## Raw records
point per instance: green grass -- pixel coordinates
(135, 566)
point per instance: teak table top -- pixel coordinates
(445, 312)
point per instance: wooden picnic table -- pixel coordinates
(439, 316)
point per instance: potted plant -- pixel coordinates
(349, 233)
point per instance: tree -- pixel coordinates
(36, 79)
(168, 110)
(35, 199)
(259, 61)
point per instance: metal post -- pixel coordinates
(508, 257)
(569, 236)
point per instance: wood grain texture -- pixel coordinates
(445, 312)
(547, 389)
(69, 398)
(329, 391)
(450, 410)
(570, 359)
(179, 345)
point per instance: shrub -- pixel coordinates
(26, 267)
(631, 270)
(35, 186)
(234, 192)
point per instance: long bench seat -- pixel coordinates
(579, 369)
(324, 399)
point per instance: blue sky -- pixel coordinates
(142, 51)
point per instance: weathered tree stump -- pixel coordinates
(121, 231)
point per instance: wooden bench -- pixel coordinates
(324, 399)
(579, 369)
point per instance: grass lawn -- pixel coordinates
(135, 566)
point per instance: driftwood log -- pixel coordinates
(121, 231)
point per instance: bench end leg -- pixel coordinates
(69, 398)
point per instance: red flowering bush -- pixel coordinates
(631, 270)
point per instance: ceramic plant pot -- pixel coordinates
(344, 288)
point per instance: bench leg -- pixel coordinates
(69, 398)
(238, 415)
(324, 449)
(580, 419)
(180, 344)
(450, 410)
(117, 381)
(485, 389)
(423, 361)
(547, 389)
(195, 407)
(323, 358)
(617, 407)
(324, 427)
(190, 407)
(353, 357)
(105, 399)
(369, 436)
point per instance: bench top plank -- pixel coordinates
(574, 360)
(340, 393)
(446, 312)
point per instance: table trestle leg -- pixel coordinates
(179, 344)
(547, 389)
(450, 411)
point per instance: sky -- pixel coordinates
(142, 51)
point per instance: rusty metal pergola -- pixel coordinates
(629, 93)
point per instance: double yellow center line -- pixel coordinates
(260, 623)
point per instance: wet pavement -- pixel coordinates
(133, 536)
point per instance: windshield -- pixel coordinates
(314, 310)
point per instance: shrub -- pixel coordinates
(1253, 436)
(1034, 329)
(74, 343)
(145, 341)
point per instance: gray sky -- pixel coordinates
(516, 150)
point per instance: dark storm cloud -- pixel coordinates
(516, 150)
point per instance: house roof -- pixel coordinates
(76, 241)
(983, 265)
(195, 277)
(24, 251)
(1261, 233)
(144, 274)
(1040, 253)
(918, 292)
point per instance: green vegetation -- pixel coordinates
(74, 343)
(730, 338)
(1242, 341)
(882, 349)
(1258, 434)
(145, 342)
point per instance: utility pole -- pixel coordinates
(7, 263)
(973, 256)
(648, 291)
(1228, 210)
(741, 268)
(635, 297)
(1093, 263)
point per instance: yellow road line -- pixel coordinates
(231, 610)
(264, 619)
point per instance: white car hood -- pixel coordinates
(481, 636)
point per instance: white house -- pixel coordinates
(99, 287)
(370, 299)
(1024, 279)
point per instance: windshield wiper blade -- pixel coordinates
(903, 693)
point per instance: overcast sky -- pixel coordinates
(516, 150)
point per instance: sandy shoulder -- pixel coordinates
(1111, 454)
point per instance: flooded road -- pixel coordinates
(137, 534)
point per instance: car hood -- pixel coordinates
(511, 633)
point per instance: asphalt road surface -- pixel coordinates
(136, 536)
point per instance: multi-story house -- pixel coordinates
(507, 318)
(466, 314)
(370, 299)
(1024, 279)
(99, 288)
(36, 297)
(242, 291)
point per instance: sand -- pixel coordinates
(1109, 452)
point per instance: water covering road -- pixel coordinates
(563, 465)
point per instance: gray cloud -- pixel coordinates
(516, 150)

## Task details
Go through the material above line by line and copy it exactly.

## The response
point per instance: green grass -- pixel coordinates
(135, 566)
point per instance: teak table top -- pixel coordinates
(445, 312)
point per instance: wooden picnic table -- pixel coordinates
(439, 316)
point per instance: potted plant -- pixel coordinates
(349, 233)
point per instance: tree -- pixel coordinates
(36, 79)
(168, 110)
(35, 199)
(259, 61)
point per instance: metal post -- pixel coordinates
(508, 257)
(569, 236)
point per instance: wood grain texture -- pixel coordinates
(445, 312)
(547, 389)
(69, 398)
(329, 391)
(450, 410)
(570, 359)
(179, 345)
point per instance: shrub -- pixel coordinates
(26, 267)
(631, 270)
(35, 186)
(234, 192)
point per instance: long bench seat -- pixel coordinates
(579, 369)
(324, 399)
point per instance: blue sky -- pixel coordinates
(142, 51)
point per instance: weathered tree stump -- pixel coordinates
(121, 231)
point per instance: wooden bench -- pixel coordinates
(324, 399)
(579, 369)
point per instance: grass lawn -- pixel coordinates
(135, 566)
point per instance: driftwood log -- pixel coordinates
(121, 231)
point per instance: bench end leg -- pixel coordinates
(69, 398)
point per instance: red flowering bush -- pixel coordinates
(631, 270)
point per instance: ceramic plant pot -- pixel coordinates
(344, 288)
point per instance: bench leg -- pixel coordinates
(69, 398)
(238, 415)
(324, 449)
(580, 419)
(180, 344)
(450, 410)
(117, 381)
(485, 389)
(423, 361)
(547, 389)
(195, 407)
(323, 358)
(617, 407)
(324, 427)
(190, 407)
(353, 357)
(105, 399)
(369, 436)
point per instance: bench top plank -- pixel coordinates
(574, 360)
(340, 393)
(446, 312)
point per instance: table trestle leg -- pixel coordinates
(179, 344)
(547, 389)
(450, 411)
point per instance: sky -- pixel coordinates
(142, 51)
point per instance: rusty metal pergola -- pixel coordinates
(629, 93)
point per instance: double yellow center line -- pixel coordinates
(260, 623)
point per instance: wet pavement -- pixel coordinates
(133, 536)
point per instance: windshield -- pixel coordinates
(314, 310)
point per instance: shrub -- pixel coordinates
(1253, 436)
(1034, 329)
(74, 343)
(145, 341)
point per instance: gray sky -- pixel coordinates
(516, 150)
point per instance: dark storm cloud -- pixel coordinates
(516, 150)
point per instance: house roof -- pixel coordinates
(76, 241)
(983, 265)
(195, 277)
(24, 251)
(1261, 233)
(144, 274)
(1040, 253)
(918, 292)
point per instance: green vegetation -- pixel coordinates
(74, 343)
(730, 338)
(1242, 341)
(882, 349)
(1258, 434)
(145, 342)
point per instance: utility pole -- pixel coordinates
(7, 263)
(973, 256)
(648, 291)
(1228, 210)
(741, 268)
(635, 297)
(1093, 263)
point per instance: yellow road line -- pixel coordinates
(231, 610)
(264, 619)
point per instance: white car hood -- pixel coordinates
(481, 636)
point per instance: white house -- pixel coordinates
(99, 287)
(370, 299)
(1024, 279)
point per instance: windshield wiper blade -- pixel coordinates
(903, 693)
point per instance: overcast sky -- pixel coordinates
(516, 150)
point per instance: sandy shoulder -- pixel coordinates
(1111, 454)
point per instance: flooded road -- pixel coordinates
(137, 534)
point per instance: car hood -- pixel coordinates
(511, 633)
point per instance: asphalt road surface -- pixel coordinates
(136, 536)
point per instance: multi-story house -- pixel coordinates
(507, 318)
(466, 314)
(370, 299)
(1024, 279)
(99, 288)
(36, 297)
(242, 291)
point per instance: sand -- pixel coordinates
(1109, 452)
point per instance: water covering road -- pixel coordinates
(563, 465)
point per instance: gray cloud -- pixel coordinates
(516, 150)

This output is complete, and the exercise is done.